> **WHAT YOU HAVE TO DO**
Return all entries verbatim; skip any pictures.
═════ DATA SHOWN ═════
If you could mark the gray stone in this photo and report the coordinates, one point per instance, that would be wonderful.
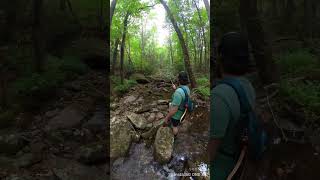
(10, 144)
(120, 139)
(92, 153)
(68, 118)
(129, 99)
(163, 145)
(137, 120)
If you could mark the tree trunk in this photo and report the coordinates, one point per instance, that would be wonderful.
(261, 49)
(123, 41)
(38, 39)
(114, 56)
(113, 6)
(206, 3)
(171, 53)
(182, 43)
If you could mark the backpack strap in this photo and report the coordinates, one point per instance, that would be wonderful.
(185, 99)
(245, 106)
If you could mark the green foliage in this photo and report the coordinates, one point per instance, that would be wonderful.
(7, 118)
(297, 63)
(122, 88)
(305, 94)
(203, 88)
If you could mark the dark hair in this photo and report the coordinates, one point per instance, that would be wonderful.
(183, 78)
(234, 52)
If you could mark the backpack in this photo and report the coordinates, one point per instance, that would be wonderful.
(250, 130)
(188, 103)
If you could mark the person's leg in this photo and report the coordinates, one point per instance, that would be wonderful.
(175, 130)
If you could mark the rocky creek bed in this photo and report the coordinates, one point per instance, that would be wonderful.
(140, 148)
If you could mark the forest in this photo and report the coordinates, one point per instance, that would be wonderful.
(151, 41)
(53, 89)
(285, 71)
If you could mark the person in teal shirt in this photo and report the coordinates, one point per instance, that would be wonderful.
(225, 106)
(176, 107)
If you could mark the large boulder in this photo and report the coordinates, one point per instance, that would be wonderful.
(137, 120)
(163, 145)
(92, 153)
(120, 138)
(10, 143)
(68, 118)
(140, 78)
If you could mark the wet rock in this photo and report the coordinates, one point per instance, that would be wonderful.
(50, 114)
(143, 109)
(163, 102)
(152, 117)
(10, 144)
(159, 116)
(129, 99)
(70, 170)
(114, 106)
(68, 118)
(97, 123)
(163, 107)
(92, 153)
(163, 145)
(120, 140)
(27, 160)
(140, 78)
(137, 120)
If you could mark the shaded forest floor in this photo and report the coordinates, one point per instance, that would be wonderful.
(150, 102)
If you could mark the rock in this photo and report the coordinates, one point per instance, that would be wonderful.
(163, 102)
(129, 99)
(120, 140)
(92, 153)
(159, 116)
(27, 160)
(98, 122)
(143, 109)
(163, 145)
(163, 107)
(140, 78)
(10, 144)
(70, 170)
(113, 106)
(152, 117)
(137, 120)
(50, 114)
(68, 118)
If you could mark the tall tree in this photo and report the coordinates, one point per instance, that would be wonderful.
(38, 39)
(113, 6)
(182, 43)
(206, 3)
(261, 49)
(125, 26)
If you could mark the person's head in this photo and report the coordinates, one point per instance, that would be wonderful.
(234, 54)
(183, 78)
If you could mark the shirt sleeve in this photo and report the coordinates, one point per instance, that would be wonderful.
(177, 98)
(219, 116)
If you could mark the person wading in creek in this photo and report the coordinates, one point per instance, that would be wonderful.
(223, 150)
(177, 109)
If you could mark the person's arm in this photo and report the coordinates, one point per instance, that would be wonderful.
(213, 146)
(172, 111)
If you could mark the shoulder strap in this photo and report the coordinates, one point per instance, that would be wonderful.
(245, 106)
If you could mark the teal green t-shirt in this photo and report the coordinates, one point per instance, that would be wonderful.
(178, 98)
(224, 113)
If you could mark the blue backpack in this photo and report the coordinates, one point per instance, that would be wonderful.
(188, 103)
(250, 130)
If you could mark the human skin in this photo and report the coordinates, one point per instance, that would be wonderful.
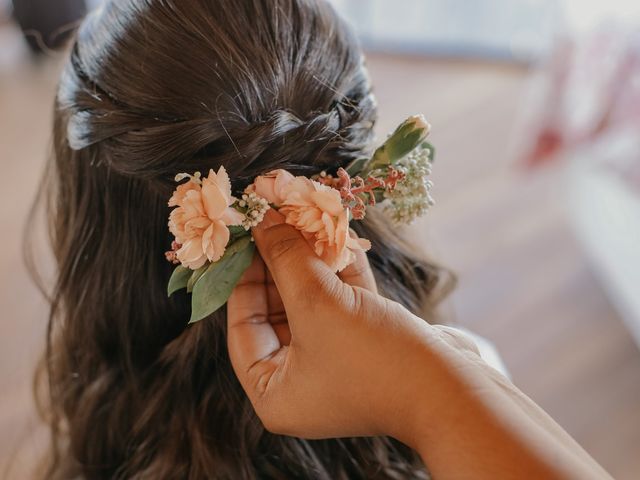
(322, 355)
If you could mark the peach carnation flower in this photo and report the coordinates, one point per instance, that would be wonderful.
(200, 221)
(317, 211)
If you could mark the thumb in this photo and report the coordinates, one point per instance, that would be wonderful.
(299, 274)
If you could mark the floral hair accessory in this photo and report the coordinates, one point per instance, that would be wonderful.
(213, 246)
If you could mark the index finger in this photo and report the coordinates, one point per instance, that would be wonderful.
(251, 338)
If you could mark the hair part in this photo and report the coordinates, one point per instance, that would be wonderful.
(152, 88)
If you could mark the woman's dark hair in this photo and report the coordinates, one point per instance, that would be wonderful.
(157, 87)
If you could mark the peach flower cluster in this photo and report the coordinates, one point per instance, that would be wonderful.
(317, 211)
(201, 221)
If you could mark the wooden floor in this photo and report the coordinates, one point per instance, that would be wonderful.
(524, 282)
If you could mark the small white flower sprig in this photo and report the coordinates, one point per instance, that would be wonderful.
(396, 176)
(213, 245)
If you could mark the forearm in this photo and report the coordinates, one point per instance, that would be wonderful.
(471, 422)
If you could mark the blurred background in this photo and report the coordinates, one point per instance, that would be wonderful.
(535, 106)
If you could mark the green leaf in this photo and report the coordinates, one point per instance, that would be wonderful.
(195, 276)
(409, 135)
(237, 231)
(432, 150)
(357, 166)
(213, 288)
(178, 280)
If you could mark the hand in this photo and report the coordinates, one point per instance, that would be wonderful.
(320, 355)
(323, 356)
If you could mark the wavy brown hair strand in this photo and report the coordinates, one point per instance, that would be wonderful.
(157, 87)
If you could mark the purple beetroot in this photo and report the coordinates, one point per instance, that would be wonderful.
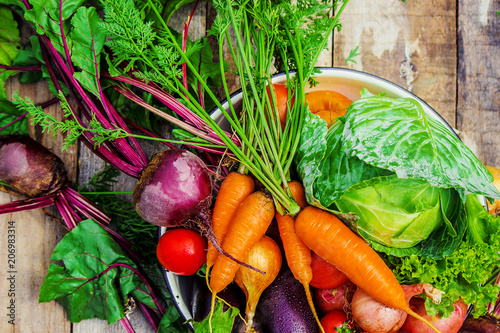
(174, 187)
(29, 168)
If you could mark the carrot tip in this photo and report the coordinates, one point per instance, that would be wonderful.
(311, 305)
(419, 317)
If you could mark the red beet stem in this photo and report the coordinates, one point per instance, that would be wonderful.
(28, 204)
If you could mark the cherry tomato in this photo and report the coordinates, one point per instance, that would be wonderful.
(327, 104)
(325, 275)
(181, 251)
(281, 93)
(334, 319)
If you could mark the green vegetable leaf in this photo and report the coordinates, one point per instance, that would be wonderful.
(9, 37)
(9, 46)
(8, 113)
(46, 17)
(171, 6)
(310, 153)
(172, 322)
(326, 169)
(480, 223)
(88, 41)
(97, 277)
(222, 321)
(397, 135)
(394, 212)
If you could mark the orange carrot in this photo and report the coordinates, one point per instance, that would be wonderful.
(327, 104)
(328, 237)
(249, 224)
(233, 190)
(298, 255)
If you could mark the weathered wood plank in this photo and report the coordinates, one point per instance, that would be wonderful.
(478, 118)
(36, 235)
(412, 44)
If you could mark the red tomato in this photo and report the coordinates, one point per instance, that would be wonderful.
(334, 319)
(181, 251)
(281, 92)
(325, 275)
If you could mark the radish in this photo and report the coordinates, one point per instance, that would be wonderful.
(338, 298)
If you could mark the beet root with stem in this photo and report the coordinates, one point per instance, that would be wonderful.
(174, 187)
(29, 168)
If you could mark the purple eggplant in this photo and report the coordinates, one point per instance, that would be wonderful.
(284, 309)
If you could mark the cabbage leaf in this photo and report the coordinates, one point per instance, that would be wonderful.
(397, 135)
(395, 212)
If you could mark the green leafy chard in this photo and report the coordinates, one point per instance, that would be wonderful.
(9, 46)
(8, 114)
(97, 278)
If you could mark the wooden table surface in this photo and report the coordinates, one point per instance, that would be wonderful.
(446, 52)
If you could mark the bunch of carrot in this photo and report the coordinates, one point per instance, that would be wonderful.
(241, 217)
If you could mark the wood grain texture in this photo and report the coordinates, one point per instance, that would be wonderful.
(90, 164)
(478, 117)
(416, 45)
(36, 237)
(412, 44)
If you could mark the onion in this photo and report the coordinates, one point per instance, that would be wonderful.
(375, 317)
(266, 256)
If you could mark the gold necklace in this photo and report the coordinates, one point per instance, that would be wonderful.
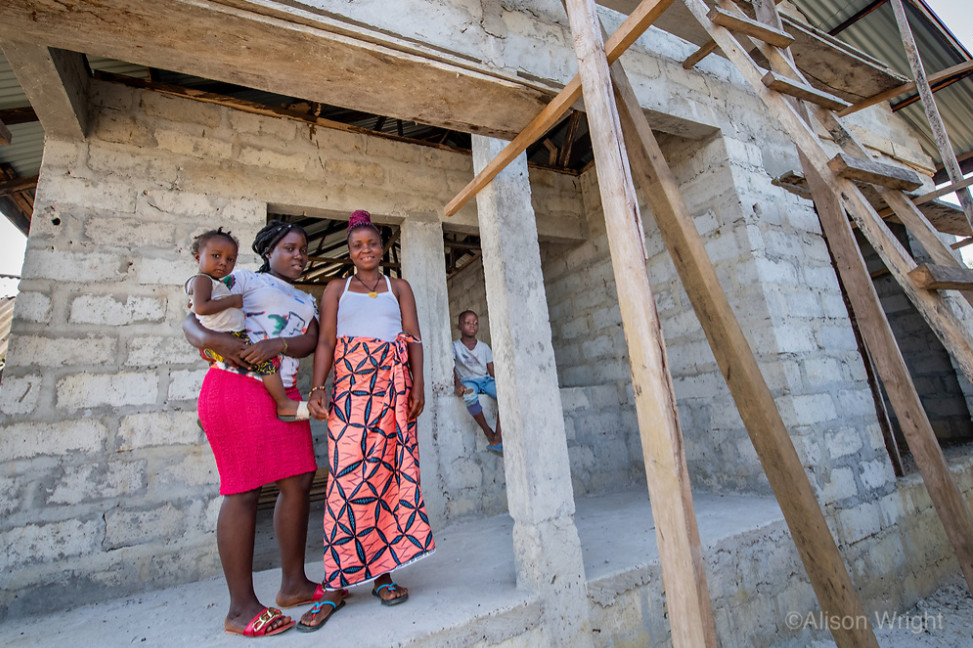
═════
> **RESULT**
If you could mark the gray stone in this photo and report the coordinates, one point per instance, that would be wonderful.
(10, 144)
(120, 139)
(92, 153)
(68, 118)
(129, 99)
(163, 145)
(137, 120)
If you could mark the tree trunk in this photo and report the coordinates, one point per instance, that would be wonderful.
(261, 49)
(123, 41)
(38, 39)
(114, 56)
(113, 6)
(206, 3)
(171, 53)
(182, 43)
If you could mark the backpack strap in this photo and report the coordinates, one point per instance, that would be wonderful.
(185, 99)
(245, 106)
If you could mark the green foliage in this photo and report the coordinates, one point per instance, that would be wonderful.
(7, 118)
(297, 63)
(122, 88)
(305, 94)
(203, 88)
If you could mark the dark hair in this photo and report the coordinates, one point per instance, that would be wonderful.
(183, 78)
(234, 52)
If you could mark the backpack in this photo and report the coordinates, one point per instance, that would be wonderful.
(250, 130)
(188, 103)
If you could mark the person's leg in this photo and report the coordinates, one point per instance, that would be wonderful.
(175, 130)
If you could mark the rocky creek bed in this photo and report the coordinates, one point per instance, that would be wonderful.
(140, 148)
If you could mark the forest in this photo and report the coordinates, one point per instance, that would be wonderful.
(151, 41)
(53, 89)
(285, 71)
If you could mark the person in teal shirt in this photo and report the coordinates, one point per instance, that would be wonderful.
(225, 106)
(176, 107)
If you could mark the large boulder in this photo and report the coordinates, one point per instance, that would be wonderful.
(137, 120)
(163, 145)
(92, 153)
(120, 138)
(10, 143)
(68, 118)
(140, 78)
If you could mark the wet rock in this photo and report the coordinates, one point per instance, that would be wonderful.
(50, 114)
(143, 109)
(163, 102)
(152, 117)
(10, 144)
(159, 116)
(129, 99)
(70, 170)
(114, 106)
(68, 118)
(97, 123)
(163, 107)
(92, 153)
(163, 145)
(120, 140)
(27, 160)
(140, 78)
(137, 120)
If you could mark the shaded forest floor in this photo and report the coordinates, one point per instance, that would be wonderful.
(150, 102)
If you could mark the rock in this photo and report the coordinates, one point per instance, that would be wonderful.
(163, 102)
(129, 99)
(120, 140)
(92, 153)
(159, 116)
(27, 160)
(98, 122)
(143, 109)
(163, 145)
(163, 107)
(140, 78)
(10, 144)
(70, 170)
(113, 106)
(152, 117)
(137, 120)
(50, 114)
(68, 118)
If you could mark the tall tree in this photo and report the coordinates, one point per instance, that would be wonderful.
(38, 39)
(113, 6)
(182, 43)
(206, 3)
(261, 49)
(125, 26)
If you could mark the person's head in this photo and report the coordinates, one point per instance, that would be wonderful.
(234, 54)
(183, 78)
If you could mark the shirt sleeve in this photo and report the coordinates, one point per instance, that would be wonderful.
(177, 98)
(219, 116)
If you could mark the person wading in creek in this photo and report the coordinates, one point per instance, that would be wonderful.
(223, 150)
(177, 109)
If you could mark the person's arm in this photo and report the coordinates, one point per instance, that would be wonderful.
(213, 146)
(172, 111)
If you could mark the shoulder strap in this photo and report the coordinates, one point per instance, that would be wonderful.
(245, 106)
If you could mark the teal green t-shirt in this photo and report the coordinates, one point per instance, that would be wonderful.
(178, 98)
(224, 113)
If you could mark the blue backpack in this photo and report the coordinates, one point per instance, that would be wonderful.
(188, 103)
(250, 130)
If you could mark the human skin in this photo and report the coordinates, one point per instance, that would be wonderful.
(322, 355)
If you could mark the peach carnation flower in this photo and report the coordinates, one point per instance, that would be wonderful.
(200, 221)
(317, 211)
If you could mark the thumb in this photo and report the coordinates, one point per instance, that would be wonderful.
(299, 274)
If you could mark the floral hair accessory in this photo and report the coordinates, one point per instance, that would be wonderful.
(213, 246)
If you could mark the index finger in this photo and report the coordinates, one point per instance, that would be wonderful.
(251, 338)
If you could mark the hair part in this photo and report the coordinates, one point per instance, that would be wonderful.
(152, 88)
If you could mark the woman's dark hair in this photo and report the coordinates, one point per instance, that would be wonderful.
(157, 87)
If you could mark the peach flower cluster in this photo and report the coordinates, one point per instance, that would be wonderful.
(317, 211)
(201, 221)
If you could mark the wooden floor in this photo and report the coordinates, one point per instance, that would be wonderful.
(524, 282)
If you could mark the small white flower sprig in this photo and report the coordinates, one point per instance, that would be wonderful.
(396, 176)
(213, 245)
If you could mark the forearm in this photo and report the coordinates, one point per instance, that would be wonderful.
(471, 422)
If you could mark the blurred background in this photo and report the coordinates, one point per instance, that would be wonderful.
(535, 106)
If you could mark the green leaf in this photo and report the coordinates, one point per instance, that would be wonderful.
(195, 276)
(409, 135)
(237, 231)
(432, 150)
(357, 166)
(213, 288)
(178, 280)
If you could mark the hand in this photo and report the coordinates, one point per instance, that would be wonderful.
(320, 355)
(323, 356)
If you could mark the wavy brown hair strand in this photo and report the coordinates, one point per instance, that would be wonderful.
(157, 87)
If you could mark the purple beetroot in this photo and report the coordinates, one point per instance, that would be wonderful.
(174, 187)
(29, 168)
If you could mark the carrot tip in this photo and report the coordinates, one point per instance, that would be wonderful.
(311, 305)
(419, 317)
If you could mark the red beet stem in this photo and report the coordinates, one point per instance, that would be wonderful.
(28, 204)
If you could mark the cherry tomato in this photo and report the coordinates, one point per instance, that would be wonderful.
(327, 104)
(325, 275)
(181, 251)
(281, 93)
(334, 319)
If you could mark the green vegetable leaf in this photo and report the coordinates, one point per instance, that would be wonderful.
(9, 37)
(9, 46)
(8, 113)
(46, 17)
(171, 6)
(310, 153)
(172, 322)
(326, 169)
(480, 223)
(88, 41)
(97, 277)
(222, 321)
(397, 135)
(394, 212)
If you could mark the orange carrot in this photo and report the coordinates, one point per instance, that would be wonderful.
(327, 104)
(328, 237)
(249, 224)
(233, 190)
(298, 255)
If you could mark the weathered wood plank in this photo and report the coordinates, one point per instance, that would be wonderful.
(478, 118)
(36, 235)
(412, 44)
If you could mark the red tomato in this photo and report the coordinates, one point per instance, that would be wonderful.
(334, 319)
(181, 251)
(281, 92)
(325, 275)
If you could mark the radish in this photo and report the coordinates, one point per instance, that would be wonderful.
(338, 298)
If you could mark the beet root with stem in this photo and report the coordinates, one point per instance, that would be wonderful.
(174, 187)
(29, 168)
If you could mark the purple eggplant in this photo and report the coordinates, one point per instance, that would be wonderful.
(284, 309)
If you could mark the cabbage leaf in this photo and report the coordinates, one point per instance, that would be wonderful.
(397, 135)
(395, 212)
If you could mark the green leafy chard in this photo and report the coordinates, one point per instance, that would be wonderful.
(9, 46)
(8, 114)
(97, 278)
If you could mark the wooden table surface in this photo and report the coordinates, one point per instance, that would be wonderful.
(446, 52)
If you could mark the bunch of carrot in this photo and report the coordinates, one point per instance, that would be wonderful.
(241, 217)
If you could mark the wood grain texture in this photo and report the coordinates, one point per instance, that would be wonderful.
(90, 164)
(478, 117)
(416, 45)
(36, 237)
(412, 44)
If you could mark the onion in this photo and report the coordinates, one point per instance, that would be wonderful.
(375, 317)
(266, 256)
If you could mark the gold necklace in this photo and report the coordinates, one point per instance, that would be wonderful.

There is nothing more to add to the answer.